Exercise requirements:
(a) Decide whether each statement below agrees with the blog thread, answering yes or no and quoting the words of the thread that settle it: (i) Jackrabbit's second comment carries the number 202; (ii) Andrew Neil is the one who ends the BBC interview; (iii) the Turkish foreign minister says Turkey may buy more S-400s if the United States will not sell Patriots.
(b) In the blog thread, name every distinct commenter that appears after "Posted by:".
(c) Extend the blog thread past its final line, the Reuters quote from the Turkish foreign minister.

Document passage:
===

Macron driven along the Champs Elysee in a large convoy, smiling and waving to the crowd lining the street. The crowd? (vid)

BBC - Andrew Neil and Ben Shapiro on abortion, Obama and Middle East (vid, start at ~10min); When diligently questioned, Shapiro gives up and ends the interview.

New Yorker - Michael Oren Cuts Short a Conversation About Israel;

Use as open thread ...

Posted by b on May 12, 2019 at 12:53 UTC | Permalink

Comments
« previous page

pretzelattacks @198

It is almost certain that Craig Murray is aware of the danger that Assange faces if placed in Swedish custody. In which case, "compromised" is being kind. Murray's blog posts, which attempt to convince his readers to accept extradition to Sweden, suggest that he may be a willing accomplice to a future extradition to USA.

Posted by: Jackrabbit | May 15 2019 6:13 utc | 201

pretzelattacks @198 (continued)

You can find info online that describes:

- the various avenues available to Assange to fight extradition from within UK: public opinion, UK law, EU human rights law, and the 'precedence' of denying extradition to US for British hacker Gary McKinnon.

- the US-Sweden treaty that allows for "Temporary Surrender" - essentially a quick and easy extradition.

Posted by: Jackrabbit | May 15 2019 6:26 utc | 202

Guaido’s ‘envoy’ set to meet Pentagon officials to plan ways of bringing ‘democracy’ to Venezuela
https://www.rt.com/news/459359-guaido-southcom-meeting-venezuela/

But there are of course people here that still claim that Maduro shouldnt jail this traitor. When will you learn?

Posted by: Zanon | May 15 2019 7:27 utc | 203

Zanon, a lot of people seem to ether have an abject fear of US supremacy or a total belief in US supremacy. Looking at, or talking to the US will turn the culprit to stone.

Posted by: Peter AU 1 | May 15 2019 7:42 utc | 204

psychohistorian @194 says:

I have no interest in flying on anything with Boeing's name on it because the profit evil surely spread into parts for all their other airplanes

speaking of profit evil, weren't you telling us recently that you've invested in rehypothecated paper gold, part of the very nexus of the undeliverable derivatives scam? and that you bought a house with your earnings?

anche per oggi, non si vola

Posted by: john | May 15 2019 10:05 utc | 205

April 10. Turkish FM Mevlüt Çavuşoğlu: “If the United States is willing to sell, then we’ll buy Patriots. However, if the United States doesn’t want to sell, we may buy more S-400s or other systems.” (Reuters)

===

Provided information:
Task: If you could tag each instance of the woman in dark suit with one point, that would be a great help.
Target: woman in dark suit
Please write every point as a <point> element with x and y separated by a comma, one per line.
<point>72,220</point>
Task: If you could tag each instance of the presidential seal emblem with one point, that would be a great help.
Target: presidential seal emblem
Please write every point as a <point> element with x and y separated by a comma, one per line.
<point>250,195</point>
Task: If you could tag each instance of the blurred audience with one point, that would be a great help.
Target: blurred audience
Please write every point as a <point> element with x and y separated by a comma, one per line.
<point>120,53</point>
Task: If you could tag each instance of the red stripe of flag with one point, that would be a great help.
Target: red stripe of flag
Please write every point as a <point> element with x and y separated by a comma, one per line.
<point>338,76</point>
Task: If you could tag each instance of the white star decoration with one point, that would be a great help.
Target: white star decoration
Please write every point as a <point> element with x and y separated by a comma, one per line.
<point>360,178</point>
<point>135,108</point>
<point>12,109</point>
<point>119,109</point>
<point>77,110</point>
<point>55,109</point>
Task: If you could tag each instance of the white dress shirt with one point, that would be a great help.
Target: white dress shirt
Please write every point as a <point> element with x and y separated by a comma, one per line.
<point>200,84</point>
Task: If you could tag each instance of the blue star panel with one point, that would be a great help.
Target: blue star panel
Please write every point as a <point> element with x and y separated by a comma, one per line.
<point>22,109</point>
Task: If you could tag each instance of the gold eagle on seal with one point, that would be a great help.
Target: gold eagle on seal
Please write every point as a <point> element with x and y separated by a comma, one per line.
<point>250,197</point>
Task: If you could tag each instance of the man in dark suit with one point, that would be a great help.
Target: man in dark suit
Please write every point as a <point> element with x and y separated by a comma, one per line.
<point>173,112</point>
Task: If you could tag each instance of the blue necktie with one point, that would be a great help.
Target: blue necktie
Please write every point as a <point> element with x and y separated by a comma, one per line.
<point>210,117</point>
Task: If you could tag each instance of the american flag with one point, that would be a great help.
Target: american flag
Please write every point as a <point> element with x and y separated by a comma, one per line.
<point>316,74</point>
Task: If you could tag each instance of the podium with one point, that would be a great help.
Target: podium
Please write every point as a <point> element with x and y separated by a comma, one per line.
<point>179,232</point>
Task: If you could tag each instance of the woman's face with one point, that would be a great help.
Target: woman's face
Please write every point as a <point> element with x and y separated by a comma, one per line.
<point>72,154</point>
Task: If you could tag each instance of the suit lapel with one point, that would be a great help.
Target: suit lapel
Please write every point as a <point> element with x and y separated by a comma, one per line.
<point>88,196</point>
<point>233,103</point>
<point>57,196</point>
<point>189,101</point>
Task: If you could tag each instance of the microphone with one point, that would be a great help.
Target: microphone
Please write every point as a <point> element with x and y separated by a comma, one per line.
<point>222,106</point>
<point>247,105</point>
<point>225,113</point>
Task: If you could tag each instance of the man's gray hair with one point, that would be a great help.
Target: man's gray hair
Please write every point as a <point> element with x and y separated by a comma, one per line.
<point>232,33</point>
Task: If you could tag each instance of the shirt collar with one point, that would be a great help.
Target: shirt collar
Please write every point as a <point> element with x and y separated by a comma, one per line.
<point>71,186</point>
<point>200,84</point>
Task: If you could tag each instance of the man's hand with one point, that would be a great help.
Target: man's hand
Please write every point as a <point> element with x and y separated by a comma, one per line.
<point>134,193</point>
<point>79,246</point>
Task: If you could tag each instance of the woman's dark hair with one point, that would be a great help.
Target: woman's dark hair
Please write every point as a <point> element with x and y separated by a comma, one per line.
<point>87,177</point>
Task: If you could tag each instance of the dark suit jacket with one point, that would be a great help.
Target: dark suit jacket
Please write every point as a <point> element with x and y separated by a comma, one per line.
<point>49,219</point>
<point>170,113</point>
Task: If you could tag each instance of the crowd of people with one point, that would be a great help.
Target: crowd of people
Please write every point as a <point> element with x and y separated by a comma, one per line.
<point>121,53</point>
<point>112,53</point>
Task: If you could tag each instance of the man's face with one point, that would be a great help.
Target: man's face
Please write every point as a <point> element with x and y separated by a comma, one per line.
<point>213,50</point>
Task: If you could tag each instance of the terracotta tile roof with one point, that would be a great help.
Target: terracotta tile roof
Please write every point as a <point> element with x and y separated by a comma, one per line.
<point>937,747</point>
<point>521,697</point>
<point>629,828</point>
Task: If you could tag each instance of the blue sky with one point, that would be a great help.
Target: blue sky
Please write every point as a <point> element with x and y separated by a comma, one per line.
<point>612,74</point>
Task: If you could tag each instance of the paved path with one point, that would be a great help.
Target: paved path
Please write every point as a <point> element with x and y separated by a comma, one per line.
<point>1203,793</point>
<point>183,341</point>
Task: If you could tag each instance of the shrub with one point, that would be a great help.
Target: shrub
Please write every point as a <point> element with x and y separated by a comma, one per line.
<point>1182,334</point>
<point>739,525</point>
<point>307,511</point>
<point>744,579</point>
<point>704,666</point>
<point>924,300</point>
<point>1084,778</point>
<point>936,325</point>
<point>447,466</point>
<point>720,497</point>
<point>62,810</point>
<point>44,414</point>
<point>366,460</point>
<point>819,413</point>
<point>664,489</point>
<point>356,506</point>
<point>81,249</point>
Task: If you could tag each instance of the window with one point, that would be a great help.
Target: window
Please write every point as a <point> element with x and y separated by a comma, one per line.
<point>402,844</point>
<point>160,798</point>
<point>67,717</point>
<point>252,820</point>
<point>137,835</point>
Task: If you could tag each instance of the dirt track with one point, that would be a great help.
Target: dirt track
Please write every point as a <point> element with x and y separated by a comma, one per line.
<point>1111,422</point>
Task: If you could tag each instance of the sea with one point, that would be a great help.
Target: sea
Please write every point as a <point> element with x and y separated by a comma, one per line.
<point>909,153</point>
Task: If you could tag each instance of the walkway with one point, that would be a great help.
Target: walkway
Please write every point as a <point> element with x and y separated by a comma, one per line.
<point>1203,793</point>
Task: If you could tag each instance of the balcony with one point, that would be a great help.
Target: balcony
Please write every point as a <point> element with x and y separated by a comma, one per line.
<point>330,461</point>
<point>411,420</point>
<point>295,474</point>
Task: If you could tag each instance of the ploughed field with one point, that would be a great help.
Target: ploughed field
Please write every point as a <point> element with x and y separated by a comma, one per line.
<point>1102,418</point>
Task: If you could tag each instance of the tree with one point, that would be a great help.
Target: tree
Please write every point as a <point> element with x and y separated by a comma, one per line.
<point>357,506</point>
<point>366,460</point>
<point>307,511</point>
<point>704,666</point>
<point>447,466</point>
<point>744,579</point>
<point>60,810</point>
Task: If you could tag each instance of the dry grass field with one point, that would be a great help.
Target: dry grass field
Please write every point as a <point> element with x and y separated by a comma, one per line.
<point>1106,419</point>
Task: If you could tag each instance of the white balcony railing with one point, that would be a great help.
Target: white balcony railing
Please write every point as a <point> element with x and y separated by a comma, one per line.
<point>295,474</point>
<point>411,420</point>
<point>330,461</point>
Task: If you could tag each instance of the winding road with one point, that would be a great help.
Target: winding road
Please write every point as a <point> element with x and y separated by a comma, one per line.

===

Outputs by task:
(a)
(i) Yes: "Posted by: Jackrabbit | May 15 2019 6:26 utc | 202"
(ii) No: "Shapiro gives up and ends the interview."
(iii) Yes: "if the United States doesn’t want to sell, we may buy more S-400s or other systems."

(b) Jackrabbit, Zanon, Peter AU 1, john

(c)
May 7. A hundred Turkish officers will begin their S-400 training in Russia at the end of May. A group of Chinese officers have been studying in the same military center since mid-March. This will be the first time in history that Turkish and Chinese officers study together. (Vzglyad, in Russian)

May 15. Iraqi Ambassador to Russia Haidar Hadi: “As for S-400, there is no road map that would set exact dates and define how we should move toward this. The Iraqi government has made a decision, it wants to buy these missiles.” (Sputnik)

Posted by: S | May 15 2019 12:33 utc | 206

BREAKING: U.S. Embassy in Iraq says the State Department has ordered all non-emergency government staff to leave Iraq right away. (AP)

Posted by: S | May 15 2019 13:08 utc | 207

@203 "... there are of course people here that still claim that Maduro shouldnt jail this traitor. When will you learn?"

I think I may fall into that category. Let him go to the Pentagon. He'll only come away with some vague promise. The guy has a real talent for making a fool of himself.

Posted by: dh | May 15 2019 13:29 utc | 208

Awesome series of tweets by John Pilger.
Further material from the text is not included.